(Natural language region descriptions)

=== Begin Enclosure ===

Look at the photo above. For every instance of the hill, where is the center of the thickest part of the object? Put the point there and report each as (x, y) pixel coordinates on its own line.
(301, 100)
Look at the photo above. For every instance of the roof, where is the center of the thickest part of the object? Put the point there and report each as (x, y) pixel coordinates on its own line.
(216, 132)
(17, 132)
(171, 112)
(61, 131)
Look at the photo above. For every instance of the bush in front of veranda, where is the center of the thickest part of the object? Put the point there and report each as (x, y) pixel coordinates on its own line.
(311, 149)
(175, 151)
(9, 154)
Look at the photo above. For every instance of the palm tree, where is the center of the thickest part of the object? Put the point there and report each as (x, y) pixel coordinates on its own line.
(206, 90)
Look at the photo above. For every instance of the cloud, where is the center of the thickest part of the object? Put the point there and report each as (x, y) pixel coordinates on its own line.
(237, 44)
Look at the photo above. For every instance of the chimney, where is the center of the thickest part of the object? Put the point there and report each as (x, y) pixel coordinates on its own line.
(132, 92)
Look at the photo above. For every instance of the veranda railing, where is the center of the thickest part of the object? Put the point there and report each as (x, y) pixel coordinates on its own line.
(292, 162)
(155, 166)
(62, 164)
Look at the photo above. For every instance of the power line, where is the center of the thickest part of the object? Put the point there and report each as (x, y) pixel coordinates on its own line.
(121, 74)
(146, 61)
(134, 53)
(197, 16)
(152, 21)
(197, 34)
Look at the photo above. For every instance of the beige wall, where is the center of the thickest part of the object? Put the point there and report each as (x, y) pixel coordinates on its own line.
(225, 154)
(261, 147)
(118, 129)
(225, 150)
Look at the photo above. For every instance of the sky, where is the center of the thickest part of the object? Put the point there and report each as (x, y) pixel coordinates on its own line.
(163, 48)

=== End Enclosure ===

[YOUR GOAL] Exact copies of every record above are required.

[REPLY TO THE EXERCISE]
Look at the photo above. For every instance of the hill, where is the center of the thickest part of the object? Put the point there and report each as (x, y) pixel coordinates on its own line.
(301, 100)
Look at the photo above. For every instance of the roof, where is the center of the thickest part of the object? Put the point there and report each as (x, y) pixel coordinates on its own line.
(216, 132)
(17, 132)
(171, 112)
(61, 131)
Look at the photo above. For every instance of the bush in front of veranda, where is the center of the thickest part of the object? Put the point there and report each as (x, y) pixel coordinates on its own line.
(311, 149)
(175, 151)
(9, 154)
Look at the photo above. For every instance of the palm tree, where is the center of the thickest part of the object? Put the point there and report each as (x, y) pixel coordinates on its own line.
(206, 90)
Look at the photo above. For every instance of the cloud, where is the center of the thickest part of the object? Put the point there and report each as (x, y) pixel coordinates on its own line.
(237, 44)
Look at the photo above. For every instance of the chimney, where is the center of the thickest part of the object? Put the point there and report each as (x, y) pixel coordinates on its own line.
(132, 92)
Look at the photo above. For every instance of the veranda railing, where is the center of the thickest part of the object? Put the point there and report each as (x, y) pixel coordinates on its own line.
(292, 162)
(155, 166)
(62, 164)
Look at the photo above. For every instance of the power line, where is the center of the thickest part of the object? Put the point there and report each as (x, y) pixel coordinates on its own line.
(121, 74)
(146, 61)
(134, 53)
(197, 16)
(152, 21)
(197, 34)
Look at the photo above. For every instance of the beige wall, where is the center of the thickest part of the object? Put the point there and report each as (x, y) pixel coordinates on its own line.
(225, 154)
(261, 147)
(118, 129)
(225, 150)
Look at the photo above. For every instance of the sky, where is the center of the thickest part of the object? Put the point there and report each as (x, y) pixel coordinates on its own line.
(163, 48)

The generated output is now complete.